>> Begin EXERCISE MATERIAL
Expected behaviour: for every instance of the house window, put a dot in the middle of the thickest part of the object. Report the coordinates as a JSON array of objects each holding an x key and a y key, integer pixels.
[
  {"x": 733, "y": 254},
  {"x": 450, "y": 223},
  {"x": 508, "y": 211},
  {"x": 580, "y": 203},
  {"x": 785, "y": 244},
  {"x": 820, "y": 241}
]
>> End EXERCISE MATERIAL
**DIRECTION:**
Set out every line of the records above as a numbered list, leaving out any blank lines.

**THE ANSWER:**
1. Expected behaviour: for every instance of the house window, put a dot in the middle of the thickest part of the object. Report the coordinates as a JSON array of objects each holding an x key and a y key, integer pixels.
2. [
3.   {"x": 733, "y": 254},
4.   {"x": 450, "y": 223},
5.   {"x": 508, "y": 211},
6.   {"x": 580, "y": 203},
7.   {"x": 785, "y": 244},
8.   {"x": 820, "y": 241}
9. ]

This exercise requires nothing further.